* _INSTRUCTIONS FOR THE TASK_
Pictures aside, repeat every record below exactly.

* _DATA EXCERPTS_
^^^^
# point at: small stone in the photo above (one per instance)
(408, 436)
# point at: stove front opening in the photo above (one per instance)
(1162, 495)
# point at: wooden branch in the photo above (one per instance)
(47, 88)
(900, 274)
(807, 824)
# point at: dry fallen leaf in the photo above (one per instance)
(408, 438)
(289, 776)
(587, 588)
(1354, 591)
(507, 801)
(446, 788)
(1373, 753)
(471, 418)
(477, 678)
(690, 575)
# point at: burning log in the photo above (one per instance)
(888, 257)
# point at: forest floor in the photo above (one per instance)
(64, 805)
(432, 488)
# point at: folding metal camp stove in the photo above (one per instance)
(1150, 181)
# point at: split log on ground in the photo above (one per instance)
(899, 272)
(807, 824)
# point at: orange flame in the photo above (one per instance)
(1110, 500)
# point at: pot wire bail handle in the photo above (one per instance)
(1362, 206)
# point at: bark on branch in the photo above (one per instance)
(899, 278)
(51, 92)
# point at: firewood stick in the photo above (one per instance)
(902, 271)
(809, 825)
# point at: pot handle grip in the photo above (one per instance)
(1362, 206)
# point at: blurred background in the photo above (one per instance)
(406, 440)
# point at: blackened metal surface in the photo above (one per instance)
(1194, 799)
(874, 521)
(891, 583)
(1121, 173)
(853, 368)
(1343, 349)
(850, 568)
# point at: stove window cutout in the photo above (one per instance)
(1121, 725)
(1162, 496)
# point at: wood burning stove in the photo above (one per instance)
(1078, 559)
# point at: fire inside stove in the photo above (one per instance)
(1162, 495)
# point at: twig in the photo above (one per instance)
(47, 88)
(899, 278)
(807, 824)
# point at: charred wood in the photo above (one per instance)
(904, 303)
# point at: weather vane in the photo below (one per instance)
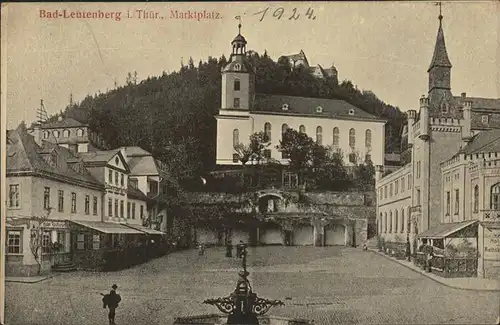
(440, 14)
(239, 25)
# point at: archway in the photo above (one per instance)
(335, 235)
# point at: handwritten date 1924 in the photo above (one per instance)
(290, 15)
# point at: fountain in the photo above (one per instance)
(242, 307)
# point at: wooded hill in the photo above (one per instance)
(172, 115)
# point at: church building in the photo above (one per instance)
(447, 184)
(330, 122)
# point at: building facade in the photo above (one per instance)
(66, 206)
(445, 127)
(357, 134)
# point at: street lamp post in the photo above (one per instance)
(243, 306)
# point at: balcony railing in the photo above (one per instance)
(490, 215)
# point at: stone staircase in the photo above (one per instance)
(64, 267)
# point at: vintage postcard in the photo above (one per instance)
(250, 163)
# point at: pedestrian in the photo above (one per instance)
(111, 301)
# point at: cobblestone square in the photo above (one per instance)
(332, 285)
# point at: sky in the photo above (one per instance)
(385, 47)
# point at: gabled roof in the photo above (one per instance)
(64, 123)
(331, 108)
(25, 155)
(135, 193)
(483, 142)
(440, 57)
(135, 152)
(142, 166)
^^^^
* _RESPONSE TO THE EXERCISE_
# point at: small stone in the photo above (one per instance)
(408, 436)
# point at: stove front opening in the photo above (one per instance)
(1162, 495)
# point at: wooden branch in the photo above (one per instance)
(47, 88)
(900, 274)
(807, 824)
# point at: dry fallen leaf in the photo above (one per instance)
(408, 438)
(289, 776)
(587, 588)
(1354, 591)
(507, 801)
(446, 788)
(1373, 753)
(471, 418)
(477, 678)
(690, 575)
# point at: burning log in the photo above (one per instance)
(888, 257)
# point at: forest floor in the photo above (one per instance)
(64, 805)
(432, 488)
# point at: folding metal camp stove in the photo above (one per instance)
(1150, 181)
# point at: split log on ground in the photo above (one per instance)
(899, 272)
(807, 824)
# point at: orange flame in the photo above (one per instance)
(1110, 500)
# point at: pot wire bail handle in the photo above (one per instance)
(1362, 206)
# point at: bark on branch in the photo above (one per instance)
(899, 278)
(51, 92)
# point at: firewood stick in the photo above (one per instance)
(902, 271)
(809, 825)
# point at: pot handle grip in the photo above (one per instance)
(1362, 206)
# point at: blurred background in the photo above (one per instance)
(406, 440)
# point at: blackened metal surface in the photo above (one per instance)
(1194, 799)
(874, 521)
(891, 583)
(1121, 173)
(853, 368)
(1343, 349)
(850, 568)
# point at: stove window cutout in the photo above (one per instance)
(1121, 725)
(1162, 496)
# point at: wood burning stove in the photo above (one per instance)
(1078, 559)
# point at: fire inside stove in the photo above (one per instance)
(1162, 495)
# point at: twig in the photo above (one per instance)
(47, 88)
(899, 278)
(807, 824)
# point at: charred wood in the photo above (one per instance)
(904, 303)
# point at: weather vane in the photo below (one per instance)
(440, 14)
(239, 25)
# point at: archway in the photo above (one per instance)
(335, 235)
# point at: handwritten date 1924 in the photo above (one per instance)
(290, 15)
# point at: fountain in the photo above (one per instance)
(242, 307)
# point at: wooded hill in the photo above (one per instance)
(172, 115)
# point at: church building in the photo above (one per instance)
(447, 184)
(330, 122)
# point at: building facade in the photo above (one per instance)
(66, 206)
(445, 127)
(357, 134)
# point at: street lamp post in the photo above (one per instance)
(243, 306)
# point at: balcony railing in the photo above (one per instance)
(490, 215)
# point at: stone staircase in the photo above (one per instance)
(64, 267)
# point at: vintage postcard in the photo above (one per instance)
(250, 163)
# point at: pedestrian in the photo above (one per instance)
(111, 301)
# point at: cobblestone square in the photo above (one per instance)
(332, 285)
# point at: sky in the photo above (one per instance)
(385, 47)
# point at: gabled roof in the photo above (one per instance)
(64, 123)
(331, 108)
(25, 155)
(135, 193)
(483, 142)
(440, 57)
(135, 152)
(142, 166)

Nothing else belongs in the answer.